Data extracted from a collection

※

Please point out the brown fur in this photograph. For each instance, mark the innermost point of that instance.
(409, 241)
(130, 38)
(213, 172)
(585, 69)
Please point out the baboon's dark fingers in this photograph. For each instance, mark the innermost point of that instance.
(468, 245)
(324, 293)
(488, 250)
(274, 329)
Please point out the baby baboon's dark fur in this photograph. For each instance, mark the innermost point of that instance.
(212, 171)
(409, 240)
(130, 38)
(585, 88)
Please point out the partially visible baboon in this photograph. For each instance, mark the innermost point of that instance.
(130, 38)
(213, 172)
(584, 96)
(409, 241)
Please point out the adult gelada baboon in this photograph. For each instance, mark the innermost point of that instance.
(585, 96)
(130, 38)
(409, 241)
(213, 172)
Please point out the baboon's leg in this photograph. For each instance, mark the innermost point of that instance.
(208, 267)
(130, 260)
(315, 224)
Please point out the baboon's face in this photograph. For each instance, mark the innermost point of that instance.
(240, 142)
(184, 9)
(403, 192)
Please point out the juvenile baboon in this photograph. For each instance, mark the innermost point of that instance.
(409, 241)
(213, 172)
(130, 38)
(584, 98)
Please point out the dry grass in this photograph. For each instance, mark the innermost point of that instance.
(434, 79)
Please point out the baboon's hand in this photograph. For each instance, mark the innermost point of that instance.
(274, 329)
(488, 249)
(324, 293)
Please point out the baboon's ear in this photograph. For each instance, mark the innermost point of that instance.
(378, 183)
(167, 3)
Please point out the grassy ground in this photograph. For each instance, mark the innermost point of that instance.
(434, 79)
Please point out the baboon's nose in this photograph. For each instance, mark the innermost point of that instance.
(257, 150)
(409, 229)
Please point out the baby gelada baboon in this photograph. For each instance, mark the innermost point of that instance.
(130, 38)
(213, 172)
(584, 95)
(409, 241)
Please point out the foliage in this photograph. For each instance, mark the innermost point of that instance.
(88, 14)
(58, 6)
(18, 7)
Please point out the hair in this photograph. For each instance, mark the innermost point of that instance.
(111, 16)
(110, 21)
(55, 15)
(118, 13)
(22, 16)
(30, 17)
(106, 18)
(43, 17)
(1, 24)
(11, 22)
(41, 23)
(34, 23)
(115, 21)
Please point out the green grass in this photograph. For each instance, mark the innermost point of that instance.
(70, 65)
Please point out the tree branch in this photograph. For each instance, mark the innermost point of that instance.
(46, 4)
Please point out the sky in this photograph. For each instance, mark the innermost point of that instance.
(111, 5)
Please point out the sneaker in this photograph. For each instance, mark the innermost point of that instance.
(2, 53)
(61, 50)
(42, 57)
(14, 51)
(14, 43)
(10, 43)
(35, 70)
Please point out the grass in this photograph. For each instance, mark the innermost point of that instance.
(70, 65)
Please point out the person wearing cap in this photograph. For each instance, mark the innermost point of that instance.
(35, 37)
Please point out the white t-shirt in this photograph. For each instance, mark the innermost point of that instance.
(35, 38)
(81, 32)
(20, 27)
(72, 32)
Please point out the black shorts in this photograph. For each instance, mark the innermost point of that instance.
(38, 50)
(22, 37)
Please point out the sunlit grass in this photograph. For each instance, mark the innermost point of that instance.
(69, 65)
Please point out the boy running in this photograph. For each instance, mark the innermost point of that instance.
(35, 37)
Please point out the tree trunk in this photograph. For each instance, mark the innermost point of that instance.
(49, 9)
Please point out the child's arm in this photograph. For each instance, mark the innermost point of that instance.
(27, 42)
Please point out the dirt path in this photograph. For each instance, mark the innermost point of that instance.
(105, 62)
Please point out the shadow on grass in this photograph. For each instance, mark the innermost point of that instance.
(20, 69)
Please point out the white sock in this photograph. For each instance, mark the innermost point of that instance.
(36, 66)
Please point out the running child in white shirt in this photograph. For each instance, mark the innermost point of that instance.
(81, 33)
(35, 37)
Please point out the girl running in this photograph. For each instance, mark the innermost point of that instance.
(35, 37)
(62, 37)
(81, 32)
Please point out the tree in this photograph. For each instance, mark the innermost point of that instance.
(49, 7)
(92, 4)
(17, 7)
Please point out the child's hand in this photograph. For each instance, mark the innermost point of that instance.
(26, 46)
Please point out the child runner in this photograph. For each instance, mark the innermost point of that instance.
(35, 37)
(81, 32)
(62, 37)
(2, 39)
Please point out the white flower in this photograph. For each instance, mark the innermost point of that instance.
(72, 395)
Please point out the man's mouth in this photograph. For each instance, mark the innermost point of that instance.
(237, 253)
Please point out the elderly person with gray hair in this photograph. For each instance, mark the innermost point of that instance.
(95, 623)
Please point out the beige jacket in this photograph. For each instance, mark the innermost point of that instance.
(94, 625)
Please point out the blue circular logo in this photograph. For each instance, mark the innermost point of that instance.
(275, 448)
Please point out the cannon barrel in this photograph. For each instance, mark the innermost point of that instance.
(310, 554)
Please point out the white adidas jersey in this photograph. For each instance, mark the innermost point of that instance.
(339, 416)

※

Task prompt.
What are the lines from the one with "Please point out the man's" through the end of the records above? Set them down exactly, both ends included, and nothing else.

Output.
Please point out the man's mouth in this photograph. For each instance, mark the innermost point of that instance.
(237, 253)
Please point out the elderly person with gray hair in this photograph. For each instance, mark the innermost point of that instance.
(95, 623)
Please point out the beige jacket in this photograph. For each instance, mark the innermost point of that instance.
(94, 625)
Please point out the blue circular logo in this photograph. For each instance, mark the innermost point of that instance.
(275, 448)
Please point out the cannon barrel in this photograph. For each instance, mark the innermost point of that instance.
(310, 554)
Please point out the white adidas jersey in this photograph. For each instance, mark the innermost point of that instance.
(339, 416)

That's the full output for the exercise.